■ **What to work on**
Reproduce every line of the items below verbatim.

[Start]

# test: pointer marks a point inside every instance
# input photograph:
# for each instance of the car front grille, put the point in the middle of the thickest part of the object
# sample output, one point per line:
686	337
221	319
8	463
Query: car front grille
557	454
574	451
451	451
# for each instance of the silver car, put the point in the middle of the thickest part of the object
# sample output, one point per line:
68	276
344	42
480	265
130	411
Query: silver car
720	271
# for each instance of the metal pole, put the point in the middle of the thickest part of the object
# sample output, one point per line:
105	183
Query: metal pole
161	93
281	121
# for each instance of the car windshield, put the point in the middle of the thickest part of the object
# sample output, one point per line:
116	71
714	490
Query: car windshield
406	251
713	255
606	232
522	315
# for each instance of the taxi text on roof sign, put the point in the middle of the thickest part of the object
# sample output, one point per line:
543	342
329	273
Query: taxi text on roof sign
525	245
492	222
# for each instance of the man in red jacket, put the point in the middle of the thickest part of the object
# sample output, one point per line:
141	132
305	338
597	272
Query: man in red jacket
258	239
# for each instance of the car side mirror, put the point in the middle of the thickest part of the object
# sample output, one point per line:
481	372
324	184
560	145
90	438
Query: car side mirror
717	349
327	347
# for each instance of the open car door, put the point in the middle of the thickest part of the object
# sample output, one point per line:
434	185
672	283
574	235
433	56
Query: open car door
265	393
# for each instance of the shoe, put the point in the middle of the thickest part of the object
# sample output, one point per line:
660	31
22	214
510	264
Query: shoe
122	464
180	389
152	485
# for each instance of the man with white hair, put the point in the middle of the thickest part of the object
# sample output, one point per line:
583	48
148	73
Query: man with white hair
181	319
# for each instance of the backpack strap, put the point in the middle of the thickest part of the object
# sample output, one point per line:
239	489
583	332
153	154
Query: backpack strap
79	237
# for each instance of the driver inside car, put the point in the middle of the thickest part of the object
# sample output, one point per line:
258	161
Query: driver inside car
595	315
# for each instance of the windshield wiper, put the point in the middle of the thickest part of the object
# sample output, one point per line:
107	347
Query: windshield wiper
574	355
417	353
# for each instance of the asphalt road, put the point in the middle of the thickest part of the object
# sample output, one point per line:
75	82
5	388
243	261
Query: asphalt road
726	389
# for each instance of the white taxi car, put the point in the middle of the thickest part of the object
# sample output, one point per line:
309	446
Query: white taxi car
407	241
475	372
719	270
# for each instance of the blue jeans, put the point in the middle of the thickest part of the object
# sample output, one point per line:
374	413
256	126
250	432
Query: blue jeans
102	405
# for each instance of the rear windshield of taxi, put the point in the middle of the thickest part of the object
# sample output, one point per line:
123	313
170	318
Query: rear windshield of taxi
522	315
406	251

[End]

■ **Complete response**
# test: pointer marks a point inside every instance
# input photograph:
# for each instance of the car front grille, put the point in the middle of the thickest part of the object
# sample output, one point per line:
686	337
221	319
8	463
Query: car front grille
557	454
574	451
451	451
# for each instance of the silver car, put the point in the middle of the thickest part of the object
# sample output, one point per line:
68	276
344	42
480	265
130	411
Query: silver car
720	271
# for each instance of the metal pole, put the point in the middle of the thickest part of the object
# sample output, one point per line:
105	183
Query: metal pole
161	93
281	121
# for each instance of the car windshield, put the point in the middle of the thickest part of the object
# sample output, one point per line:
116	71
714	490
Query: car windshield
406	251
713	255
606	232
522	315
# for each instance of the taxi text on roof sign, put the point in the middle of the thickest part of the object
# sample output, one point per line:
543	342
329	273
Query: taxi text on roof sign
525	245
492	222
# for each instance of the man in red jacket, put the point in the middle of the thickest part of the object
# sample output, one point per line:
141	132
305	338
597	272
Query: man in red jacket
258	239
# for each instance of the car side mirror, put the point in the middle of the thickest part of the object
# sample output, one point per line:
481	372
324	184
560	145
90	438
Query: car side mirror
717	349
327	347
# for each instance of the open car door, put the point in the middle of the thickest part of the object
# sample output, one point per line:
434	185
672	283
574	235
433	56
Query: open car door
265	393
# for each instance of the shoe, put the point in the middle of the thickest part of the object
# sample output, one point per line:
660	31
22	214
510	264
Query: shoe
122	464
180	389
152	485
# for each instance of the man with white hair, put the point in the middle of the thickest part of the object
# sample output, one point per line:
583	48
148	73
Query: man with white hair
181	319
# for each instance of the backpack strap, put the point in the middle of the thickest part of the object
# sample output, one point per line:
239	489
583	332
153	154
Query: backpack strap
79	237
# for each instance of the driver inside car, put the point in the middle of the thickest part of the object
# sample output, one point per line:
258	161
Query: driver inside car
595	315
# for each instance of the windshield wiper, put the point in the middle of the thickest part of the object
# sample output, one point per line:
107	347
Query: windshield wiper
574	355
417	353
# for each instance of the asphalt road, put the point in the middle of the thickest part of the object
# sample output, one point per line:
75	82
5	388
243	261
Query: asphalt road
726	389
# for each instance of the white taxi car, put the point in the middle of the thickest part of the object
# sample output, one point per line:
309	446
Query: white taxi car
407	241
475	372
719	270
# for each instance of the blue jeans, put the point in the middle of the thickest part of the object
# sample output, one point per line:
374	413
256	126
250	432
Query: blue jeans
102	405
# for each instance of the rear windshield of taxi, put the point in the middle of the thickest part of the object
# sample output, one point per line:
123	313
170	318
Query: rear windshield of taxi
522	315
406	251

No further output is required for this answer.